By now, the space shuttles can be considered the dinosaurs of the space age, as obsolete as a 386 computer. But they’re still flying, and when and if NASA lifts the moratorium it imposed after the shuttle Columbia broke apart on Feb. 1, the shuttles may fly for the rest of the decade. When the space agency originally built a fleet of four shuttles, no one expected that the very same vehicles would still be on the launch pad more than 20 years later. Had NASA adhered to the once-a-month launch schedule that it once envisioned, the 100-flight proposed lifetime of each vehicle would have expired years ago.
But the $3 billion annual cost of the shuttle program and the labor-intensive efforts required to maintain the vehicles after each bruising space flight has led to a much slower schedule. On average, there are only five shuttle flights per year. Even Discovery, the most flown shuttle, has taken only 30 trips.

__Stored rows__
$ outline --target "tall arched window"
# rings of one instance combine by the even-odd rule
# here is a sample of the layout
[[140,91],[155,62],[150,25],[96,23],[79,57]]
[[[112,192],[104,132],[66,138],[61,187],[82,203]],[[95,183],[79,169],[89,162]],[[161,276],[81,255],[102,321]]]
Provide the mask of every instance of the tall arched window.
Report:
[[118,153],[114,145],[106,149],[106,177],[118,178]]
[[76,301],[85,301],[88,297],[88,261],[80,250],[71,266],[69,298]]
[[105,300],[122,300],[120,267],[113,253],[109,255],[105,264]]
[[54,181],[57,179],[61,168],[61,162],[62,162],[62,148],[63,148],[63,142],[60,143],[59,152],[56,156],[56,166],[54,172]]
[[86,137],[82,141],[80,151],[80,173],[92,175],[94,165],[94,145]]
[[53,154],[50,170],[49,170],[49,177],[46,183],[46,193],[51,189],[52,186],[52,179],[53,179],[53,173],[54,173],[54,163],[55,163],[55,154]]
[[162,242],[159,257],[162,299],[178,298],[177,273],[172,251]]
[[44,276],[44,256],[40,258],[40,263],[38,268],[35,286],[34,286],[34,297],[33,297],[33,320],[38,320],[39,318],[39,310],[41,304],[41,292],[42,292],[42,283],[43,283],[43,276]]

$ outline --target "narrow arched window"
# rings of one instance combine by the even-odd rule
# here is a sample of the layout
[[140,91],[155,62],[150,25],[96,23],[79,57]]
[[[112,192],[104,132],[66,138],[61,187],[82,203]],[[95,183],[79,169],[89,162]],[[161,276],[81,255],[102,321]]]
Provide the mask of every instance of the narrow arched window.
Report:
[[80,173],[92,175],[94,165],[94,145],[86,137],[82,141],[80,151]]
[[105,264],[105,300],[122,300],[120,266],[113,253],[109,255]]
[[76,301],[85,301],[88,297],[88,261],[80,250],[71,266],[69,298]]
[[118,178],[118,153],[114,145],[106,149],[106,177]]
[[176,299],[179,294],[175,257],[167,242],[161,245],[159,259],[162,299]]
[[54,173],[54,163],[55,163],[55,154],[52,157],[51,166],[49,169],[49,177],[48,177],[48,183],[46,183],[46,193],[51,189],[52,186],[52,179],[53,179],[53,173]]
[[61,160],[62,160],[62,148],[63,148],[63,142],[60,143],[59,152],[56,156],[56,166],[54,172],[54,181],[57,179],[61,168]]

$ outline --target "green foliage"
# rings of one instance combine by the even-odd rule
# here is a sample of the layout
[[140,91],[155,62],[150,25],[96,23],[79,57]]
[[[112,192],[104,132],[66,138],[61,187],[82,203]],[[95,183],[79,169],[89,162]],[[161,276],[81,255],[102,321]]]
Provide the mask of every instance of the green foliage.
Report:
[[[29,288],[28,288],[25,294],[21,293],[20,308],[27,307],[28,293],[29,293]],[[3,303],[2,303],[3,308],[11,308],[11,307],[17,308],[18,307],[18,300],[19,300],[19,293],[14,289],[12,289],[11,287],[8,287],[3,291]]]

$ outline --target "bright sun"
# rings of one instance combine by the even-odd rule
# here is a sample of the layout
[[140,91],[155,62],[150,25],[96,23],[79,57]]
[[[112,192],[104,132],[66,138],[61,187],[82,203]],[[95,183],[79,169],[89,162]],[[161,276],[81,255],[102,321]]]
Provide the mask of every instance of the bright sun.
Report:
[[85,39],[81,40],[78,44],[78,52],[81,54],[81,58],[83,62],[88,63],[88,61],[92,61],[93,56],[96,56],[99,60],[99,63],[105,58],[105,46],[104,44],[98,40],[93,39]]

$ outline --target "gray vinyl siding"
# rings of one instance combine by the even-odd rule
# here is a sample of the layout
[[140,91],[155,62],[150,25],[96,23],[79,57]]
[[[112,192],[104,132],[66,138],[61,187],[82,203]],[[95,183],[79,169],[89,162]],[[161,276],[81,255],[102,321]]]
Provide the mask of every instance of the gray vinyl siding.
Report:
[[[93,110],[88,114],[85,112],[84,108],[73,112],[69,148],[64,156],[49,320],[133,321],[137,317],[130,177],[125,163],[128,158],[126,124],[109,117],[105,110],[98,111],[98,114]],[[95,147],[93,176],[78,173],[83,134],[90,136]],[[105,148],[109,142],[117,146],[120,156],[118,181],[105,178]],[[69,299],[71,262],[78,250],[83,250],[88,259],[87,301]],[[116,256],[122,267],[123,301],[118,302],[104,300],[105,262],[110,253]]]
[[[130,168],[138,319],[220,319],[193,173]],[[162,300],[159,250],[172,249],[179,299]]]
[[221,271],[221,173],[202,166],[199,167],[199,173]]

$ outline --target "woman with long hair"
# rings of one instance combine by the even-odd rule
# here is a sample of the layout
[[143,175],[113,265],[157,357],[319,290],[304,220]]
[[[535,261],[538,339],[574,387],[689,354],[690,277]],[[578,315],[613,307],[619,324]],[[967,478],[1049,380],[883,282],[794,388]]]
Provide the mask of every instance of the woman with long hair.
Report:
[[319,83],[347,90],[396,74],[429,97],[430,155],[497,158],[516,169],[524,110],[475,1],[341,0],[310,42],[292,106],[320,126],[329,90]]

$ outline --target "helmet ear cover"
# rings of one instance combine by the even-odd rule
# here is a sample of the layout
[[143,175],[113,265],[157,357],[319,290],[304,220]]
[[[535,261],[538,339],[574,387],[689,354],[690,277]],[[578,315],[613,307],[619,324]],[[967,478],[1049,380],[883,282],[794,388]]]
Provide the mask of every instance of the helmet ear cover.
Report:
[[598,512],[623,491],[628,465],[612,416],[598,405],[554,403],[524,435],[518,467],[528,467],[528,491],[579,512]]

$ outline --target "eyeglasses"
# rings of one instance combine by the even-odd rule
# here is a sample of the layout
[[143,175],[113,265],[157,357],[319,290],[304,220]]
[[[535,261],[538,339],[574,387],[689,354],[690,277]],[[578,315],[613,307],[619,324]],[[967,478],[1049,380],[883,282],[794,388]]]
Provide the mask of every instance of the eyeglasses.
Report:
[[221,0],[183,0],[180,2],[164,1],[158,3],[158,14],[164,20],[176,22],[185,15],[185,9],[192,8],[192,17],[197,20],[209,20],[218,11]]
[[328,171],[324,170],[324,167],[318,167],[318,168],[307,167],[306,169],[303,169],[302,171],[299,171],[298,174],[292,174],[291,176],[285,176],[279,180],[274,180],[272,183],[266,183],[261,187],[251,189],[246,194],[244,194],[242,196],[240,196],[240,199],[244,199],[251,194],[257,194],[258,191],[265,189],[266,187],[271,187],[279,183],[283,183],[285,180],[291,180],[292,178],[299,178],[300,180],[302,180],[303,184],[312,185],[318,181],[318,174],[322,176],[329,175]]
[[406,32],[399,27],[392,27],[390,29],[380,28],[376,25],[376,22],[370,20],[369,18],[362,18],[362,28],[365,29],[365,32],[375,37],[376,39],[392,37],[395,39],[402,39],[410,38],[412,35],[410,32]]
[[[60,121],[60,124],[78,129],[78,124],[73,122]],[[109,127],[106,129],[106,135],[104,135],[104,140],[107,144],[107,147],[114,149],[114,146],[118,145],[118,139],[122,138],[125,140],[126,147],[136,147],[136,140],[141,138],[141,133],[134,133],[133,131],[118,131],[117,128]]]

__Problems to solve__
(1) Answer these from the shuttle text:
(a) After what event did NASA impose its moratorium?
(b) What was the proposed lifetime of each shuttle, in flights?
(c) How many trips has Discovery taken?
(2) In the shuttle text, retype the stretch from "By now, the" through "expired years ago.".

__The responses__
(1)
(a) The shuttle Columbia broke apart on Feb. 1.
(b) 100 flights.
(c) 30 trips.

(2)
By now, the space shuttles can be considered the dinosaurs of the space age, as obsolete as a 386 computer. But they’re still flying, and when and if NASA lifts the moratorium it imposed after the shuttle Columbia broke apart on Feb. 1, the shuttles may fly for the rest of the decade. When the space agency originally built a fleet of four shuttles, no one expected that the very same vehicles would still be on the launch pad more than 20 years later. Had NASA adhered to the once-a-month launch schedule that it once envisioned, the 100-flight proposed lifetime of each vehicle would have expired years ago.